Hard to live on 100K per year ?

We spend a bit more than you but I've done the math ahead of time and we should be able to spend the same this year with a general list like this:

30 pounds of fresh produce a week @ 50 cents a pound average = $15
4 pounds of grains / dried beans / pasta = $2
18 - 24 organic eggs = $6
1 pound cheese = $3
1 carton yogurt = $2
4 pounds meat / fish / shrimp / chicken on sale / Costco @ $3 pound = $12

Weekly total = $40

I buy what is on special but that is my more or less my baseline list, and that leaves a fair bit leftover for extras like $5 Friday shrimp and steak, dried shiitake mushrooms, curry sauce, etc. I discovered outlet stores after ER and the prices are half or less for the same products, same brand, fresher produce as my local supermarkets. Sometimes the prices are 75% less. If I ever had a seven wonders of our personal retirement plan, simply changing where we grocery shop would be one of them.

All I can say is WOW, clearly food varies by region. Even shopping at Aldis and small ethnic markets I can't get veggies or meat that cheap... like no where near that.
 
Well,
90000 RMD in 2018
71000 dividends and interest on taxable
41000 in SS
17500 other income

Yep, hard to get by on 100000
 
Hyatt Place and Holiday Inn Express, mostly. Anything with free breakfast that's relatively cheap on points. Hyatts in particular are a steal at 5k or 8k per night, and Chase UR points are gold and easy to mint.

+1. I use Hyatt Visa Card for everything, and their points/night are better for redemption than any other program I have seen so far.

Just have to be sure to pay off card, it has ridiculous % rate!
 
A poster here once said his housing cost was $60K/yr to rent a condo in SF.

**Supplied data:**
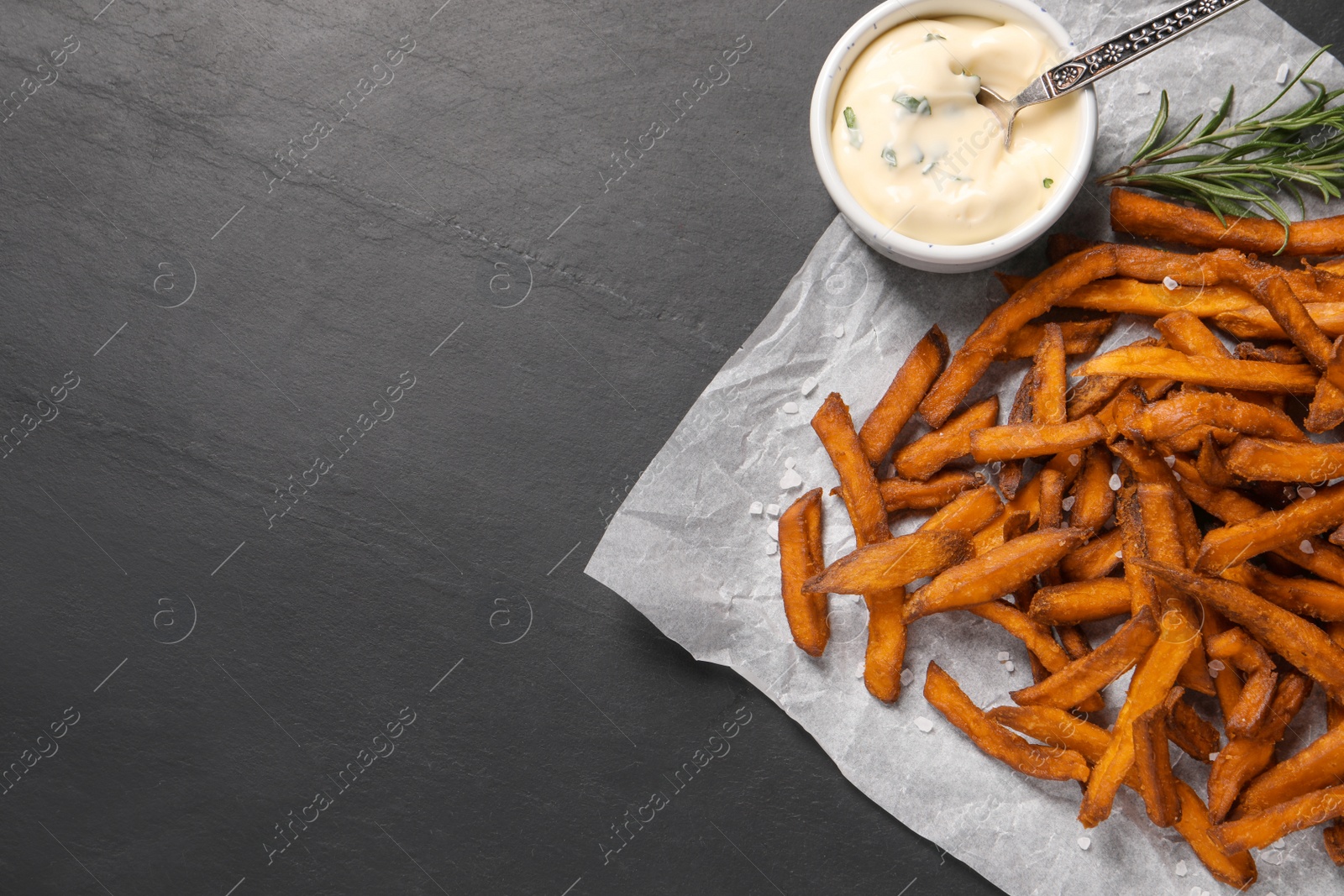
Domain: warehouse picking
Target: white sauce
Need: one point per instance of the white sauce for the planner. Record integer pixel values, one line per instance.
(913, 100)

**Set of tasks:**
1. In the forum thread about living on $100K a year, what weekly total does the poster's baseline grocery list come to?
2. Rewrite the paragraph in the forum thread that begins "I buy what is on special" as a short bulleted list that keeps its main facts.

**The replies:**
1. $40

2.
- The poster buys what is on special, but the list is their rough baseline.
- The baseline leaves money for extras such as $5 Friday shrimp and steak, dried shiitake mushrooms, and curry sauce.
- After ER, the poster found outlet stores that charge half or less than local supermarkets for the same products and brands, with fresher produce.
- Prices there are sometimes 75% lower.
- Changing where they shop for groceries would rank among the "seven wonders" of their retirement plan.